# START OF Extracted records

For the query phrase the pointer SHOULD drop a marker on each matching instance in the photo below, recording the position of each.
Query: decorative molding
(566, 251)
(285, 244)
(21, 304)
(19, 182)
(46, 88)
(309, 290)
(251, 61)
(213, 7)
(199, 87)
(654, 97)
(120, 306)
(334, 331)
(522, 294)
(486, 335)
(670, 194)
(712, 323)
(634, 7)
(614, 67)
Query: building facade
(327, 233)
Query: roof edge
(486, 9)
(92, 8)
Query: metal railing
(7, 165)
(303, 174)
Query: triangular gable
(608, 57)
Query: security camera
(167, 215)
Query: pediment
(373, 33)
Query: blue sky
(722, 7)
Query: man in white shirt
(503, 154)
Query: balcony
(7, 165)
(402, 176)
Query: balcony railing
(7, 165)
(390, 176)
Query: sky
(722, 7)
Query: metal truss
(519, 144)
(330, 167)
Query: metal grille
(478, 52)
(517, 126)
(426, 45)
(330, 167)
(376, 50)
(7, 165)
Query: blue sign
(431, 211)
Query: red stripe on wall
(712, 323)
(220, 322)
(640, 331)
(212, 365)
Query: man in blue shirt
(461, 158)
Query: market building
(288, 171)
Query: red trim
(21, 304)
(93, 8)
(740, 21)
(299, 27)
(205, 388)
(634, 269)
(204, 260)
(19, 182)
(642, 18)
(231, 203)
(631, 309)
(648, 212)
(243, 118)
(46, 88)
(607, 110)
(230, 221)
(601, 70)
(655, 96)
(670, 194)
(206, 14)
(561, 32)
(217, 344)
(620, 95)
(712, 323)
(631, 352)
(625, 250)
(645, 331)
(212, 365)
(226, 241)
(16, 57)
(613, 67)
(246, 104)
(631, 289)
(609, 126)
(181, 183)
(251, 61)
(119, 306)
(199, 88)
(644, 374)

# END OF Extracted records

(Given request)
Lay out as a numbered list the stretch of lines above from the one containing "Query: metal railing" through the last line, leaving out any blank lines.

(Solution)
1. Query: metal railing
2. (7, 165)
3. (303, 174)
4. Query: triangular gable
5. (608, 57)
6. Query: security camera
7. (167, 215)
8. Query: pediment
9. (373, 33)
10. Query: blue sky
11. (722, 7)
12. Query: man in white shirt
13. (503, 154)
14. Query: balcony
15. (7, 165)
16. (402, 176)
17. Query: balcony railing
18. (7, 165)
19. (390, 176)
20. Query: sky
21. (722, 7)
22. Query: metal truss
23. (519, 144)
24. (330, 167)
25. Query: metal grille
26. (478, 52)
27. (517, 126)
28. (426, 45)
29. (330, 167)
30. (376, 50)
31. (7, 165)
32. Query: blue sign
33. (431, 211)
34. Query: red stripe on wall
35. (712, 323)
36. (220, 322)
37. (640, 331)
38. (212, 365)
39. Query: man in blue shirt
40. (461, 158)
41. Query: market building
42. (288, 171)
43. Query: red trim
44. (21, 304)
45. (93, 8)
46. (740, 21)
47. (299, 27)
48. (205, 388)
49. (634, 269)
50. (204, 260)
51. (19, 182)
52. (642, 18)
53. (231, 203)
54. (631, 309)
55. (648, 212)
56. (243, 118)
57. (46, 88)
58. (607, 110)
59. (230, 221)
60. (601, 70)
61. (655, 96)
62. (670, 194)
63. (206, 14)
64. (561, 32)
65. (217, 344)
66. (620, 95)
67. (712, 323)
68. (631, 352)
69. (625, 250)
70. (645, 331)
71. (212, 365)
72. (226, 241)
73. (16, 57)
74. (613, 67)
75. (246, 104)
76. (631, 289)
77. (609, 126)
78. (181, 183)
79. (251, 61)
80. (119, 306)
81. (199, 88)
82. (644, 374)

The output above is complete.